=== Document text ===
|---|

We can draw a few more inferences from this. Most Waldorf schools are not willing to end their deceptive practices. They still cling to their secrets. We cannot know for sure what all those secrets are, but it is fair to infer that the great bulk of them are the doctrines of the man to whom they remain loyal: Rudolf Steiner. The secrets, in other words, generally consist of the doctrines of Anthroposophy, some of which are quite awful. [19]


◊◊◊◊ 


Eugene Schwartz has not been quite so candid in his books. Of particular interest, here, is his book WALDORF EDUCATION: Schools for the Twenty-First Century. [20] Some of the occult terms Schwartz used in his remarks at the Waldorf gathering are absent from the book. If Schwartz meant to be open and honest in the book, he seems to have fallen short.


On the other hand, the book does have references to some of Steiner's occult concepts, such as "etheric body," "astral body," "clairvoyance," and "higher bodies." Here are a few of the statements that appear in the book:


“Must teachers be clairvoyant in order to be certain that they are teaching in the proper way? We may, indeed, need only the ‘clairvoyant’ faculties that we are already using without being aware that we possess them.” [21] Asking this question would be unthinkable to rationalists and to almost all teachers in public schools. Clairvoyance! Is he kidding? No, Schwartz affirms the reality of clairvoyance, although he muddies the picture somewhat by using the word both with and without quotation marks. His point is that we all have “clairvoyant” powers, but there are also higher forms of such powers (implicitly, as exercised by Rudolf Steiner). Consider this statement: “Earlier in this book I spoke of the ‘everyday clairvoyance’ which allows us to perceive the activities of the ‘higher bodies’ of the human being without our necessarily being endowed with the degree of spiritual insight necessary to see the bodies themselves.” [22] According to Schwartz (and Steiner), there are varying degrees of spiritual insight. To Anthroposophists, it is obvious that Rudolf Steiner was blessed with extremely high psychic or clairvoyant powers — perhaps the highest ever attained. Steiner declared himself to be clairvoyant, and he said he had access to the Akashic Record, among other sources of supernatural knowledge. [23] He often spoke and wrote as if he were virtually omniscient. Schwartz writes in a more reasonable-seeming manner, but it is clear that Schwartz accepts some — and perhaps all — of Steiner’s doctrines.


“Our etheric body is active in a way that our physical body is not. We go through life in an inert, ‘cause and effect’ manner. The etheric body works to reverse those effects suffered by the physical body in the course of daily life; it is the body of renewal and regeneration.” [24] The etheric body, in Anthroposophical lore, is one of three nonphysical bodies that real human beings come to incarnate. The etheric is the lowliest of these extra bodies; it is a set of life forces. The “astral body” consists of higher spirit/soul forces. The “I” is a spark of divine selfhood or ego that separates true humans from animals and subhumans. In asserting the reality of these weird, invisible bodies, Schwartz clearly associates himself with Steiner’s doctrines — which sadly include some dreadful ones, such as the belief that some people are not human. [25] I do not charge that Schwartz subscribes to Steiner's worst doctrines, but buying into Anthroposophy at all is a strange and worrisome business. It’s also worth noting that reversing the “inert, cause and effect” phenomena of real life implies the antiscientific bias of Anthroposophy. To scientists and all rationalists, cause-and-effect phenomena are the focus of observation, our best source of true information about the universe and everything in it. And they are not necessarily inert (Anthroposophists claim that anything not wholly spiritual is, to one degree or another, dead). Cause-and-effect animals are alive. So are cause-and-effect humans. And the spirits that truly exist within humans — the spirit of decency, for instance, and the spirit of love — exist in the real, cause-and-effect world. Turning our backs on reality is the last thing we should want for ourselves and our children.

|---|

=== Stored records ===
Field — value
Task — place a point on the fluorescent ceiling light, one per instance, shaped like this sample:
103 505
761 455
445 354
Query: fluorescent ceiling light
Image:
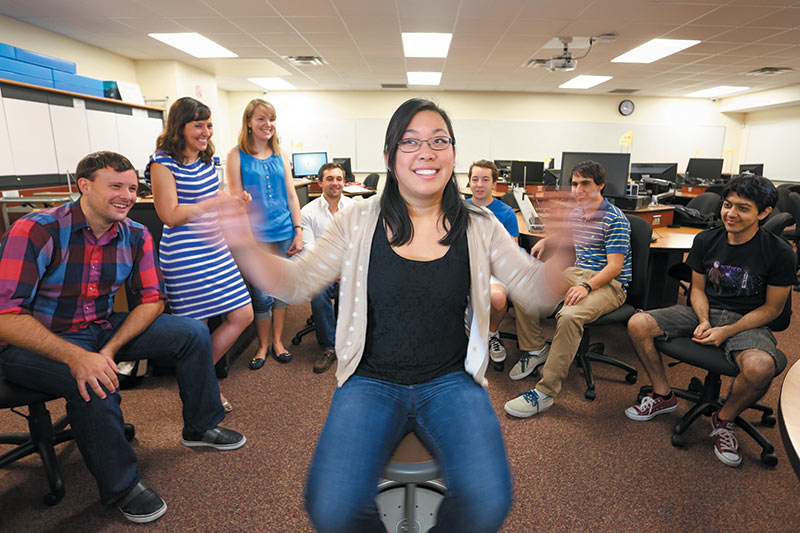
584 82
720 90
424 78
273 84
426 44
193 44
654 50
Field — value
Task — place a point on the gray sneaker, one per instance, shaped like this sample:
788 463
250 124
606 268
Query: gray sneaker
528 362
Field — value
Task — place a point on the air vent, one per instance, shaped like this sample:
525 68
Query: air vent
768 71
305 61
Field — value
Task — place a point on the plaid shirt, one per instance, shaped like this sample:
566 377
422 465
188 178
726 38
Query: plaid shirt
54 268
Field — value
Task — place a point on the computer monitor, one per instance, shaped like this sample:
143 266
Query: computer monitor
348 171
617 167
757 169
706 169
503 167
663 171
527 172
307 164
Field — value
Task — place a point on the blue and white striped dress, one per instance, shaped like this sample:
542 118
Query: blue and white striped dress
200 274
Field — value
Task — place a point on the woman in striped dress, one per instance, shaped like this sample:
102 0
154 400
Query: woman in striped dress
201 277
258 167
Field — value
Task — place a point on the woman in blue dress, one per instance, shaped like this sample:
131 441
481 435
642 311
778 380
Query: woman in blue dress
201 277
257 166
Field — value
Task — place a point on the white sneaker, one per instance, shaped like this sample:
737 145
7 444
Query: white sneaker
528 362
528 404
497 352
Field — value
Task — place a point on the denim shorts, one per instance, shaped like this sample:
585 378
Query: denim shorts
681 321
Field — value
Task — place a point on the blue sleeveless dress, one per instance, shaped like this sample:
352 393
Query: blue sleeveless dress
201 277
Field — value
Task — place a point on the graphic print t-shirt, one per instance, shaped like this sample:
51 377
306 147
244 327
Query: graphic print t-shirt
737 275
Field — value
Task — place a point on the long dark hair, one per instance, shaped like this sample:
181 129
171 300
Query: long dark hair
393 208
181 112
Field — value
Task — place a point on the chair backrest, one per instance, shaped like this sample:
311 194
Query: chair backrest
784 202
371 181
641 232
708 203
777 222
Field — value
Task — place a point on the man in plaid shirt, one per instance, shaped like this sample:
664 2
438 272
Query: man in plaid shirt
59 271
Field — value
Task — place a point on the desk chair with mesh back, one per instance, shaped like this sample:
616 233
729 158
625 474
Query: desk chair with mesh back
42 434
641 231
706 394
409 495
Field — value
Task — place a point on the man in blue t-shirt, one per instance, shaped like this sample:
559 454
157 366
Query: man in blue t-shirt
741 277
602 238
483 182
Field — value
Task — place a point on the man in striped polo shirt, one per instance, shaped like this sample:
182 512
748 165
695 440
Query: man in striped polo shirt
602 238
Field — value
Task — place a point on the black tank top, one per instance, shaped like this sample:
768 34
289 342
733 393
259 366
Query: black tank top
415 314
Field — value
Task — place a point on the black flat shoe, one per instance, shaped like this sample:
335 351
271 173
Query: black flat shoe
284 357
257 362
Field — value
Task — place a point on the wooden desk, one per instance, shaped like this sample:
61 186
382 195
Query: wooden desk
657 215
670 246
46 200
789 415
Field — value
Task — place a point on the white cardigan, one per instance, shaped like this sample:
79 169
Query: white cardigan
343 253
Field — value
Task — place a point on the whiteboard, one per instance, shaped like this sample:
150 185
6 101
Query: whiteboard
6 161
102 130
71 135
778 157
32 146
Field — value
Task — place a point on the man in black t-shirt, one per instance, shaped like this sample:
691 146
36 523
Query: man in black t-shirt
741 277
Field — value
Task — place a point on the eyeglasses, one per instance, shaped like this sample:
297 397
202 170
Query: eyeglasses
436 143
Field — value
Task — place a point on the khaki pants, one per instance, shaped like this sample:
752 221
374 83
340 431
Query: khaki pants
569 327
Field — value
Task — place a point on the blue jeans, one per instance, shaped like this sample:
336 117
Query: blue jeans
451 415
324 317
98 425
263 303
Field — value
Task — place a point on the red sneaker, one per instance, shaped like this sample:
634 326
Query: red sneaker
651 406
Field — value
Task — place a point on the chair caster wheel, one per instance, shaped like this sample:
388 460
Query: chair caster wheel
678 440
769 459
50 499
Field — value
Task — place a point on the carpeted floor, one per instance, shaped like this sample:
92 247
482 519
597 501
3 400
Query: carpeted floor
581 465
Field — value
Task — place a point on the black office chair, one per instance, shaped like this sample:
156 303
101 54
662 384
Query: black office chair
777 222
641 231
706 394
371 181
42 434
42 437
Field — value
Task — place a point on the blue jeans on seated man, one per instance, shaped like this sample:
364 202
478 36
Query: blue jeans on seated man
451 415
98 425
324 317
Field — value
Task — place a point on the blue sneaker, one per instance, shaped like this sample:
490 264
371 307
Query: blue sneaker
529 403
528 362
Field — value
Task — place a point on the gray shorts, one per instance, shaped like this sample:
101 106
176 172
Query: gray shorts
680 321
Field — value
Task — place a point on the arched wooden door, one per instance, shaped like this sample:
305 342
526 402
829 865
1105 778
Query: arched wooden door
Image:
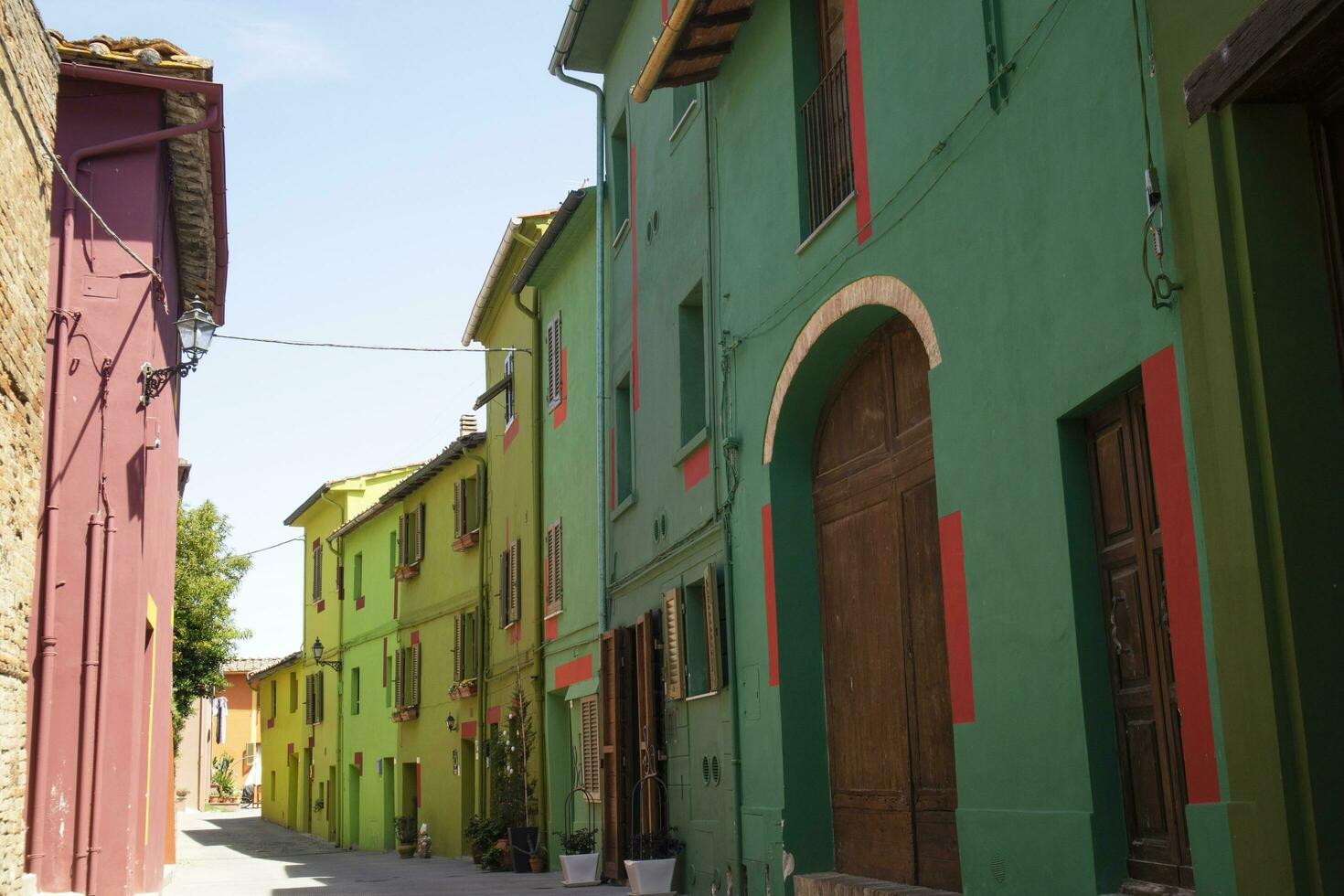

|---|

=== To do ===
Pick up the essay on Waldorf schools and Eugene Schwartz's book at the point where it stops, continuing after its final sentence.

=== Right answer ===
“Using this everyday clairvoyance, it is possible to become aware of the third member of the young person, the astral body.” [26] I’ve said enough on this subject; but it is useful to note that Schwartz believes in the existence of this invisible body, too. 


“The image of the child developed by Rudolf Steiner and applied in Waldorf methodology stands like a pillar of consistency....” [27] Here, Schwartz expresses his admiration of Steiner and the concept of the child as developed by Steiner. What is this concept? Steiner taught that we all have twelve senses. [28] He taught that as we grow, we incarnate nonphysical bodies. [29] He taught that each child is a representative of one of the four (and only four) “temperaments.” [30] He taught that a truly human child has both a “spirit” and a “soul.” [31] He taught that children are born with an innate knowledge of spiritual worlds. [32] He taught other nonsense about children, but this brief summary should suffice.


As to whether Steiner was monumentally consistent — he was not. I delve into this in several of the essays here at Waldorf Watch.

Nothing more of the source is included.